Document excerpt
>>>

Charity organizations distribute food to Palestinians in Gaza City, Gaza on June 21, 2025. Palestinians, affected by the deepening food crisis in the Gaza Strip due to the Israeli attacks, form long queues with containers in their hands to receive hot meals distributed by aid organizations. (Mahmoud Issa/Anadolu via Getty Images)
Charity organizations distribute food to Palestinians in Gaza City, Gaza on June 21, 2025. Palestinians, affected by the deepening food crisis in the Gaza Strip due to the Israeli attacks, form long queues with containers in their hands to receive hot meals distributed by aid organizations. (Mahmoud Issa/Anadolu via Getty Images)

What good will it do?

This is the question people ask upon learning I’m participating in a 40-day solidarity Fast for Gaza. I learned of the fast, organized by Veterans for Peace with 48 co-sponsor groups, just a day before it was set to begin on May 22. With little time to research, weigh the practicalities, or talk it over with friends, I committed immediately, impulsively. That is if it can be called impulsive when, like so many bearing witness to the horrific, entirely avoidable, and ever worsening suffering of Gazans, I have been anguished by my own helplessness, my own uselessness, for over 20 months now.

For me, the obligation to act is inextricable from my Jewishness — in two distinct ways. First, it resonates with the Judaism that nourishes me: from Rabbi Tarfon, of the 1st century, who taught, “It is not incumbent upon you to complete the work, but neither are you at liberty to desist from it,” to Rabbi Abraham Joshua Heschel, of the 20th century, who taught, “in a free society, some are guilty, but all are responsible.” Second, the fact that the ethnic cleansing of Palestinians — that’s according to UN human rights chief Volker Türk, B’Tselem, Israel's leading human rights organization, and others — is being carried out in the name of protecting Jews implicates me directly. I have no question that I am responsible for doing something.

<<<

Task instructions
Continue the essay about the solidarity Fast for Gaza, starting after its last sentence. The data after this essay has nothing to do with it.

Collected material
>>>

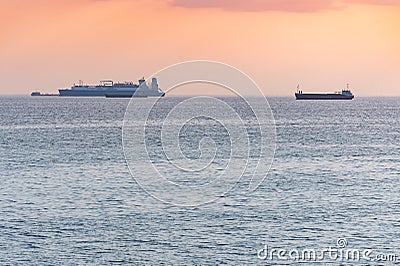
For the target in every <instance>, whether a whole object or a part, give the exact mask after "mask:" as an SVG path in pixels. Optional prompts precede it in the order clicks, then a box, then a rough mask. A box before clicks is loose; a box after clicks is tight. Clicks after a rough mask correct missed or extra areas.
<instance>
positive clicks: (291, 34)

<<<

Answer space
Yet I do not have a good answer to the question of how voluntary fasting might help alleviate the suffering of others. Almost five weeks into the fast, I find myself pondering it daily.

“Attention, taken to its highest degree, is the same thing as prayer. It presupposes faith and love.”

Simone Weil

My mind goes to Simone Weil, the French philosopher, activist and mystic who, in 1943, at the age of 34, had a fatal heart attack. The coroner determined the cause of death to be self-starvation, writing, “the deceased did kill and slay herself by refusing to eat.” Weil died in a sanitarium near London after months of refusing to consume more calories a day than the rations allowed her comrades in occupied Europe. Self-denial in solidarity with those suffering had been a felt imperative since childhood. At age 5, during World War I, she gave up sugar when told soldiers at the Western front had none. For Weil, these actions seem to have been less about their utility than about a profound, spiritual call to pay attention. “Attention,” she famously wrote, “taken to its highest degree, is the same thing as prayer. It presupposes faith and love.”

I am as moved by the stubborn fervor of her need to act as I am unsettled by the extremity of her actions. And I continue to puzzle over the questions raised by her life and death, among them: What good is self-deprivation?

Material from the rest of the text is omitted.